_Goal_.
Substitute "x" for "column" everywhere it occurs in the items below and reproduce the rest unchanged, leaving out the pictures.

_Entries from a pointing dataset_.
—————

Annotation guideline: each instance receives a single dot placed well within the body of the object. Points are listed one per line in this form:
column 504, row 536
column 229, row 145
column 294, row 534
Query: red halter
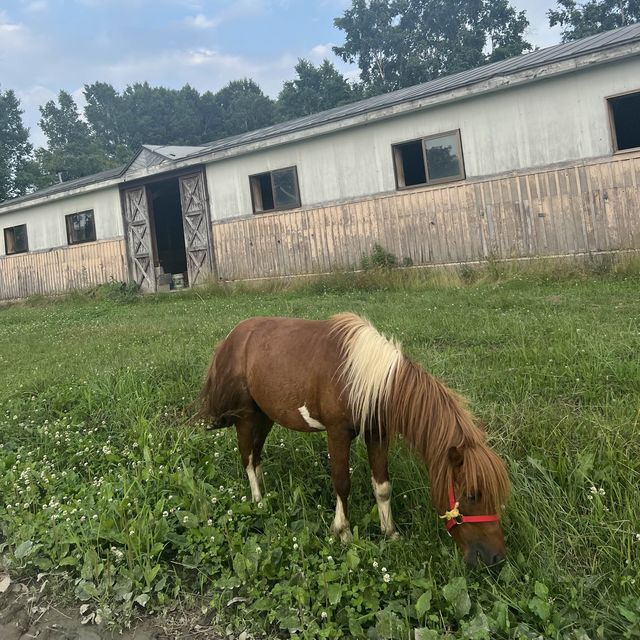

—————

_Written solution_.
Annotation guideline: each instance receives a single dot placed well within the body of the object. Points are listed one per line in this form:
x 504, row 536
x 229, row 145
x 294, row 534
Query: red halter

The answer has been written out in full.